PROBLEM REQUIREMENTS |
Reproduce each of the following lines word for word, omitting the pictures from your answer.

RECORDS SHOWN |
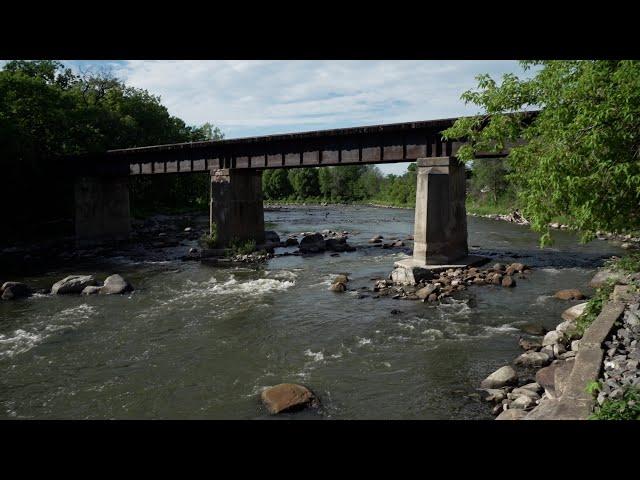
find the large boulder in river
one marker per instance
(426, 291)
(604, 276)
(115, 284)
(503, 376)
(532, 359)
(72, 284)
(286, 397)
(570, 314)
(15, 290)
(512, 414)
(312, 243)
(271, 237)
(91, 290)
(569, 294)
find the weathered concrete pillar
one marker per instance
(440, 228)
(236, 205)
(102, 209)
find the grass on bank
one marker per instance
(625, 408)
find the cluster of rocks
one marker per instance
(516, 393)
(339, 283)
(72, 284)
(377, 241)
(446, 283)
(15, 290)
(513, 217)
(622, 356)
(327, 240)
(288, 397)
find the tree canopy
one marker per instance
(48, 110)
(580, 158)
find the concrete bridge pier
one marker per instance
(440, 227)
(101, 209)
(236, 205)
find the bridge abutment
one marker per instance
(236, 205)
(102, 209)
(440, 227)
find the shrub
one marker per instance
(626, 408)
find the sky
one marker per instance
(261, 97)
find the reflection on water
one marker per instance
(194, 341)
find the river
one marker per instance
(199, 342)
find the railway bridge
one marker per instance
(235, 167)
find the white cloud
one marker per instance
(246, 98)
(260, 97)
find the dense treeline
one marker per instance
(343, 184)
(46, 110)
(581, 158)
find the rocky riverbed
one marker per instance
(204, 340)
(539, 376)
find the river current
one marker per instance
(195, 341)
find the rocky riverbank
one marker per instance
(628, 241)
(537, 382)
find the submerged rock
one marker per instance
(91, 290)
(512, 414)
(15, 290)
(503, 376)
(115, 284)
(532, 359)
(72, 284)
(312, 243)
(604, 276)
(271, 237)
(533, 329)
(570, 314)
(569, 294)
(286, 397)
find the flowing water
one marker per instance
(196, 341)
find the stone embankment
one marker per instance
(549, 380)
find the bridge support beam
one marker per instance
(101, 210)
(236, 205)
(440, 228)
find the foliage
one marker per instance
(594, 307)
(489, 181)
(275, 184)
(304, 182)
(593, 387)
(46, 110)
(580, 156)
(625, 408)
(629, 263)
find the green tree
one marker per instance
(580, 158)
(304, 182)
(489, 179)
(46, 110)
(275, 184)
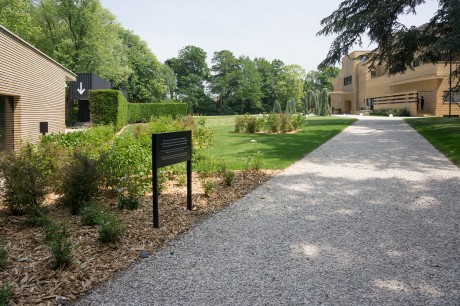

FINISHED ANSWER |
find the large boulder in river
one marker per instance
(426, 291)
(604, 276)
(115, 284)
(503, 376)
(532, 359)
(72, 284)
(286, 397)
(570, 314)
(15, 290)
(512, 414)
(312, 243)
(271, 237)
(91, 290)
(569, 294)
find the weathered concrete pillar
one marker per instance
(440, 228)
(236, 205)
(102, 209)
find the grass on bank
one marker per instance
(625, 408)
find the cluster of rocks
one marker per instance
(516, 393)
(339, 283)
(72, 284)
(377, 241)
(446, 283)
(15, 290)
(513, 217)
(622, 356)
(327, 240)
(288, 397)
find the tree canopy
one marker per instance
(48, 110)
(580, 158)
find the concrete bridge pier
one marker per instance
(440, 227)
(101, 209)
(236, 205)
find the bridge abutment
one marker per instance
(236, 205)
(102, 209)
(440, 227)
find the shrub
one marker per instance
(626, 408)
find the sky
one marker per instance
(261, 97)
find the reflection on water
one marker per instance
(194, 341)
find the river
one marker per instance
(199, 342)
find the railway bridge
one marker per instance
(235, 167)
find the white cloud
one marker per instance
(246, 98)
(260, 97)
find the dense treeline
one marker per instance
(343, 184)
(46, 110)
(581, 158)
find the rocky riverbed
one marker per instance
(204, 340)
(539, 376)
find the river current
one marker per instance
(195, 341)
find the rocky riverbank
one marker per instance
(628, 241)
(537, 382)
find the submerged rock
one marker per instance
(91, 290)
(512, 414)
(15, 290)
(503, 376)
(115, 284)
(532, 359)
(72, 284)
(312, 243)
(604, 276)
(271, 237)
(533, 329)
(570, 314)
(569, 294)
(286, 397)
find the flowing water
one marker per instance
(196, 341)
find the stone embankment
one marker per instance
(549, 380)
find the bridge support beam
one marker per instance
(101, 210)
(236, 205)
(440, 228)
find the foliage
one marker per instance
(594, 307)
(489, 181)
(275, 184)
(304, 182)
(593, 387)
(46, 110)
(580, 156)
(625, 408)
(629, 263)
find the green tree
one marker per instance
(580, 158)
(304, 182)
(489, 179)
(46, 110)
(275, 184)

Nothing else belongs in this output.